• _MATERIAL FOR THIS TASK_:
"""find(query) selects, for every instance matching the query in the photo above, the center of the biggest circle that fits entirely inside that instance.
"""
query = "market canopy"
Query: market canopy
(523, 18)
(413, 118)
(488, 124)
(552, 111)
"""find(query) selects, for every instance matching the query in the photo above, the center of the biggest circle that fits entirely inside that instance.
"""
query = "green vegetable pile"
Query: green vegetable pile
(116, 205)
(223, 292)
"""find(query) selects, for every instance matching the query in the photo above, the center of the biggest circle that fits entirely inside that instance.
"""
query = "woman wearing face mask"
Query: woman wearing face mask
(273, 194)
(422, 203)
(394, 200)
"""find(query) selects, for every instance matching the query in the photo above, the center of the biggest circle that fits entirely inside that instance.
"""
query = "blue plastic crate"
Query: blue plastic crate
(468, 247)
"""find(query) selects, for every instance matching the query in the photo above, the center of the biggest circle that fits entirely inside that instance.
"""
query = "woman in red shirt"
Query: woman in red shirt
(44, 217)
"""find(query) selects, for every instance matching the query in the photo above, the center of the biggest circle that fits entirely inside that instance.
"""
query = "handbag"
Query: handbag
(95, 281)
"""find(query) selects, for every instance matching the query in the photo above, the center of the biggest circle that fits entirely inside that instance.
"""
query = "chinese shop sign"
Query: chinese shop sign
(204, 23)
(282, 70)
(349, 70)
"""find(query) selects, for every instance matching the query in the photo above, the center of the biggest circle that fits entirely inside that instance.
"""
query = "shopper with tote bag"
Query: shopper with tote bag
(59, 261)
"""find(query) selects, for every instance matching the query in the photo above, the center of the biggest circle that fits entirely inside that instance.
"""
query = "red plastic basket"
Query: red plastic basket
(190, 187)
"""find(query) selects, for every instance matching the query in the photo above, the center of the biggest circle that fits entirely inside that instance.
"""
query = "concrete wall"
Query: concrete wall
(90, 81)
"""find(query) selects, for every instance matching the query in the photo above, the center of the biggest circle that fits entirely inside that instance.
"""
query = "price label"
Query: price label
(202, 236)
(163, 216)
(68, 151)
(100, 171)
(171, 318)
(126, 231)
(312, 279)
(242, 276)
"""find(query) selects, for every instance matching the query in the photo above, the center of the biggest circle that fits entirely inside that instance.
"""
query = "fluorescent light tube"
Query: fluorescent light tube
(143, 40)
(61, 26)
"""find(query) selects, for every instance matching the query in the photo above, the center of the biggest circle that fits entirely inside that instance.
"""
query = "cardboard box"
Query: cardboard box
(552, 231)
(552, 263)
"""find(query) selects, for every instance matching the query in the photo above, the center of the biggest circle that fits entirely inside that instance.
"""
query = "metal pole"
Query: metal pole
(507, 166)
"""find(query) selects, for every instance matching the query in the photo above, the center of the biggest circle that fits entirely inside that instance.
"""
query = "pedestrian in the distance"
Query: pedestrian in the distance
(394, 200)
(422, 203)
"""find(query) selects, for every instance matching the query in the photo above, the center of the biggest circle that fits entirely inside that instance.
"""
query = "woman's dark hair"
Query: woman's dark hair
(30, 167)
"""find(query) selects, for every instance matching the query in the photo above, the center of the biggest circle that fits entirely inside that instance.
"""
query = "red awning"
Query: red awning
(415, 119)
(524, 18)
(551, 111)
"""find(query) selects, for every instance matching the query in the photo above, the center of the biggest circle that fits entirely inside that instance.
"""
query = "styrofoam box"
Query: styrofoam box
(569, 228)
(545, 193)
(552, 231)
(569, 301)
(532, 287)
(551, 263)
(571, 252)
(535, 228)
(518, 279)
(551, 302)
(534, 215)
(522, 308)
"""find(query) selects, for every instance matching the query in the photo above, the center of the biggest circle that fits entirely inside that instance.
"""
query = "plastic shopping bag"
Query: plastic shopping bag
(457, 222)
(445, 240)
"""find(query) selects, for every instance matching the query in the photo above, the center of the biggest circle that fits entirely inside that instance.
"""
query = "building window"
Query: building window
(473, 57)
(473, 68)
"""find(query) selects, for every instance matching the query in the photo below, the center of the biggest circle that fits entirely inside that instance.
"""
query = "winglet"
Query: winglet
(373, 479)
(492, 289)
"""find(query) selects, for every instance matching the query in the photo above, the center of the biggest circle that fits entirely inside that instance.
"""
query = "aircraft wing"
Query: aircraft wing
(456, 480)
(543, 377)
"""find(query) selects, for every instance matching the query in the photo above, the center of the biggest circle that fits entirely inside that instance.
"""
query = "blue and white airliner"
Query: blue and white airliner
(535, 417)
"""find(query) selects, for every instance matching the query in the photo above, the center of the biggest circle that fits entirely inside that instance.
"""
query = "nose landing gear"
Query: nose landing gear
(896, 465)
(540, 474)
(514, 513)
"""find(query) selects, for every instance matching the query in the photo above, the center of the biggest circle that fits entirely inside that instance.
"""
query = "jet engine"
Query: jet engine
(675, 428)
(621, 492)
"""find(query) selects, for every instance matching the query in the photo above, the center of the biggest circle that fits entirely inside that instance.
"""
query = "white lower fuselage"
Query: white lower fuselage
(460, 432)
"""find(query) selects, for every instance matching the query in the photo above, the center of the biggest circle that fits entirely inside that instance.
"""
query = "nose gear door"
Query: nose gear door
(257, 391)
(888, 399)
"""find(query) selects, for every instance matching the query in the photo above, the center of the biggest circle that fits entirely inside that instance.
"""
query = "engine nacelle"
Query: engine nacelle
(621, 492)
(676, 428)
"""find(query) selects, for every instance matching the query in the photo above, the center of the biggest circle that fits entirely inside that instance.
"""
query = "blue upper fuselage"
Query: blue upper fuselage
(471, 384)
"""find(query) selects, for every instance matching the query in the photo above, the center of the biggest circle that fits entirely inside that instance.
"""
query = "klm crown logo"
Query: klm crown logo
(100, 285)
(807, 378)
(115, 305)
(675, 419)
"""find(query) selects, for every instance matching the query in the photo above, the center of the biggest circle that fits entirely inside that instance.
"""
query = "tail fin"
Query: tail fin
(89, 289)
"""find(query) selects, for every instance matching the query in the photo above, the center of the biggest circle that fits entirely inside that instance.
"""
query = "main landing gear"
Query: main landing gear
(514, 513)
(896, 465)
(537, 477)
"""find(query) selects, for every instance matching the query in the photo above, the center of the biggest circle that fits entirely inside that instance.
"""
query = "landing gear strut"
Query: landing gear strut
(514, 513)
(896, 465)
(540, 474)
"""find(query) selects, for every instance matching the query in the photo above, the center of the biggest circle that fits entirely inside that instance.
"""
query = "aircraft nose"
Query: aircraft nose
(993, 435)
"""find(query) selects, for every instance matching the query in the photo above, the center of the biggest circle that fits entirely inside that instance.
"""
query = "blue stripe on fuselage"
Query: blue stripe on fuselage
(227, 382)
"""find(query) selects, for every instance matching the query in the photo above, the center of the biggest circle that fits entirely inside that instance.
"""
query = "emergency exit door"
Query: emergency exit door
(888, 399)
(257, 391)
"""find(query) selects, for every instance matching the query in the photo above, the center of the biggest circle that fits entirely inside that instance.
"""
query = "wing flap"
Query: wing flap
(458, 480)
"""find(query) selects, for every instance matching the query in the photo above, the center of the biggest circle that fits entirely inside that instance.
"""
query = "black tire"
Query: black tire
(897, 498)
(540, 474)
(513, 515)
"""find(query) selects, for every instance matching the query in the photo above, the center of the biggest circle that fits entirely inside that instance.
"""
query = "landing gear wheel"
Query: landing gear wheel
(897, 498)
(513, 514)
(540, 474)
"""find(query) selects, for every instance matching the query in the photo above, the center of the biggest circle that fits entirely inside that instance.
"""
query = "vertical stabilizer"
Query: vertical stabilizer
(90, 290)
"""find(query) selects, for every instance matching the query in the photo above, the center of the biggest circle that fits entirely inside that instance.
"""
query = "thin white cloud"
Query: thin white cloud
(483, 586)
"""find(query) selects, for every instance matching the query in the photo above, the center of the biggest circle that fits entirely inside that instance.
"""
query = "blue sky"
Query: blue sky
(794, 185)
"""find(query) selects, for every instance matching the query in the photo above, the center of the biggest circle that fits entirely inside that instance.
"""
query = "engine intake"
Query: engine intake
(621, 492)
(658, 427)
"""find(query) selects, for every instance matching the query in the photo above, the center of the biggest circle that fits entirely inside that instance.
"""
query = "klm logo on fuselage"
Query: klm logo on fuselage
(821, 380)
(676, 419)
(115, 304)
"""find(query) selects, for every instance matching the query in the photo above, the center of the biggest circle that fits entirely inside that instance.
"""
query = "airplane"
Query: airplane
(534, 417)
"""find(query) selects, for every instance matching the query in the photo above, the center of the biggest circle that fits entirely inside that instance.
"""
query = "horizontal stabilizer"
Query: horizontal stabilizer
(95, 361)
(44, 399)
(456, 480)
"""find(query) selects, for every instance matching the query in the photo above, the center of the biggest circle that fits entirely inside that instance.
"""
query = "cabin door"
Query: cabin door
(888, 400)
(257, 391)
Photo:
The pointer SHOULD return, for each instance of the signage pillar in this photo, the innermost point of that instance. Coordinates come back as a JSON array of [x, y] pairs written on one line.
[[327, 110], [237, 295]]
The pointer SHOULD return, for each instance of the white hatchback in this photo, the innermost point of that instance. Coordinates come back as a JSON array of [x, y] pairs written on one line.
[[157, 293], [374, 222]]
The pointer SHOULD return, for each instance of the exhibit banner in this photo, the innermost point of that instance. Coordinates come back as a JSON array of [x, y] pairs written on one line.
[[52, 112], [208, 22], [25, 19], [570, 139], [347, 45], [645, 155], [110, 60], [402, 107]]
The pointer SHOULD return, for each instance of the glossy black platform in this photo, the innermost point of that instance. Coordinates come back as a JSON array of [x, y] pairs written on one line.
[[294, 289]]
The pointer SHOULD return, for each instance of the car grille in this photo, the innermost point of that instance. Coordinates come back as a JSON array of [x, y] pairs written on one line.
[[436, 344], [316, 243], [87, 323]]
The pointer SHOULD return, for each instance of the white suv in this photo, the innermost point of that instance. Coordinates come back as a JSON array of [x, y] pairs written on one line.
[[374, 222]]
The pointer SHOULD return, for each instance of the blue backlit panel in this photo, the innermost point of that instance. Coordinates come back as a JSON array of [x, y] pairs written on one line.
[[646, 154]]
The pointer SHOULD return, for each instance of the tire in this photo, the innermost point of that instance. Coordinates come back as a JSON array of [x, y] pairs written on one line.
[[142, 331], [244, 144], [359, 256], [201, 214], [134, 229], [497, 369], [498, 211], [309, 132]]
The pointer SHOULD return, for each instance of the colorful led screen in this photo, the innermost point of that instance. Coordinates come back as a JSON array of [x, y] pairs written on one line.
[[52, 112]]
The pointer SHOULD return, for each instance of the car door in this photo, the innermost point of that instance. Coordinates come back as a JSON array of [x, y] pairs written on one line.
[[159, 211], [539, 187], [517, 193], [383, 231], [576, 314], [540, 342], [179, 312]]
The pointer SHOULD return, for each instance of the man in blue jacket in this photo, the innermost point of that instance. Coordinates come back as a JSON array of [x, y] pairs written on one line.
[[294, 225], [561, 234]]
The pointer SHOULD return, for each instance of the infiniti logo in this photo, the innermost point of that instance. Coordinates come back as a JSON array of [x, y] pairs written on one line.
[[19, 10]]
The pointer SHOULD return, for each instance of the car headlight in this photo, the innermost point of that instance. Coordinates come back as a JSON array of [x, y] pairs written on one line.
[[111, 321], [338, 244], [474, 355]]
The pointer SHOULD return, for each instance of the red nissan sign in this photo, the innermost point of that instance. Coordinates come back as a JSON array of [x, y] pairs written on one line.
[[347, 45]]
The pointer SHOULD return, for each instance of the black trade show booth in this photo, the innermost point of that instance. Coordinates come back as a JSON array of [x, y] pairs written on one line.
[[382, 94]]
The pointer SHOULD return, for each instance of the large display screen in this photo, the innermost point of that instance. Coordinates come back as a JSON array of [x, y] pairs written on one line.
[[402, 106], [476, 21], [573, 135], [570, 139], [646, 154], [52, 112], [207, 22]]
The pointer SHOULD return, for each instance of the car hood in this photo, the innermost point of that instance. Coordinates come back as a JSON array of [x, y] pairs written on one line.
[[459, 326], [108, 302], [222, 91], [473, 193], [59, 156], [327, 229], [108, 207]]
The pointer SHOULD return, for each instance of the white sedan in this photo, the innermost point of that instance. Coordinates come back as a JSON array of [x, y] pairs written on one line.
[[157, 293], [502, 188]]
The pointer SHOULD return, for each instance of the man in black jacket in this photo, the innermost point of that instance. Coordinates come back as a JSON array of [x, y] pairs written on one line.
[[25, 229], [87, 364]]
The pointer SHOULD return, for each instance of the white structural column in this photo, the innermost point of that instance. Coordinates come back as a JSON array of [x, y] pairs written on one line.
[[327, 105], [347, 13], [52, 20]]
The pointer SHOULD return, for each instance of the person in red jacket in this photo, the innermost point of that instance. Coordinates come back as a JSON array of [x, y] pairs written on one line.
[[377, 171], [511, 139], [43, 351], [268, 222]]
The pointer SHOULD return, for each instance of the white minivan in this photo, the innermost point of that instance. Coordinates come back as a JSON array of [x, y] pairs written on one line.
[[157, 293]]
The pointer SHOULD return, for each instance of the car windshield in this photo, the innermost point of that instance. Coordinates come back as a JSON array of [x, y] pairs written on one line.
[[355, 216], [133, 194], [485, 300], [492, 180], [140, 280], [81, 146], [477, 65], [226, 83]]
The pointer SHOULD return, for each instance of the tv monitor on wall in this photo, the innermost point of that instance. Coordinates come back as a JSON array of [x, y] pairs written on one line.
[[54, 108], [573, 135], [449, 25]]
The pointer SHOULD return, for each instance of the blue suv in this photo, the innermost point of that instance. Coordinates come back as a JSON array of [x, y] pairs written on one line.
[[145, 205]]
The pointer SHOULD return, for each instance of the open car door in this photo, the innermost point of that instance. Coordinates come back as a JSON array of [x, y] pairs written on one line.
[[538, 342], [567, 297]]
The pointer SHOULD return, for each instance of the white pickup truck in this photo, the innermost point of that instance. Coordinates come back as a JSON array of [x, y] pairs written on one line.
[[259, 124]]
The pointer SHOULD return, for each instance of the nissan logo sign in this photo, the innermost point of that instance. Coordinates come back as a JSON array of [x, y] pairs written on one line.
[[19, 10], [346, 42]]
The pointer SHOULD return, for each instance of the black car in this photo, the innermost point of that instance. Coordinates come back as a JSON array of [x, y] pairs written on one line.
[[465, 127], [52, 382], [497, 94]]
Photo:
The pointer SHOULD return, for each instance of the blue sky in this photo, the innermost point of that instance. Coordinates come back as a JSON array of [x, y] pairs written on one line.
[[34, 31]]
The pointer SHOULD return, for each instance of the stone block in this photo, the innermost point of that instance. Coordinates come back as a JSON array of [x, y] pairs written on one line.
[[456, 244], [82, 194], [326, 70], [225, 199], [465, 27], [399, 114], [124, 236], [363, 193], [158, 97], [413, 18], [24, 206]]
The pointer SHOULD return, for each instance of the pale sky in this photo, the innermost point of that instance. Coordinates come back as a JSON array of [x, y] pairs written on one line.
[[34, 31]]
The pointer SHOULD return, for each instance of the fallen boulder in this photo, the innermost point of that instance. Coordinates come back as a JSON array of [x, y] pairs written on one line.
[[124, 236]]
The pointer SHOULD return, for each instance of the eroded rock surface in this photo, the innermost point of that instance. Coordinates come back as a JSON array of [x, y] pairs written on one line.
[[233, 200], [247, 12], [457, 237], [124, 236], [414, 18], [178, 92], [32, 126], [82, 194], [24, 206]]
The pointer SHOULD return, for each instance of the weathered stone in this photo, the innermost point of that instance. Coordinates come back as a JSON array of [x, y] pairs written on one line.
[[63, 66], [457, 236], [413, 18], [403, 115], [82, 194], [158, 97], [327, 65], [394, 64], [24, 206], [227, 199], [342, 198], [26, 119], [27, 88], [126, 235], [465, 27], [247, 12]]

• _BRIEF_: Copy out word for word the lines that start at the one containing "The pointer SHOULD return, for each instance of the weathered" and run through the final line of the entries.

• _THE SOLUTION_:
The pointer SHOULD return, for each instance of the weathered stone in this photo, the innermost point of that instance. Coordinates come back as a JSON array of [x, y] pairs written on one line.
[[63, 66], [457, 236], [413, 18], [403, 115], [82, 194], [158, 97], [327, 65], [394, 64], [24, 206], [227, 199], [342, 198], [26, 119], [27, 88], [126, 235], [465, 27], [247, 12]]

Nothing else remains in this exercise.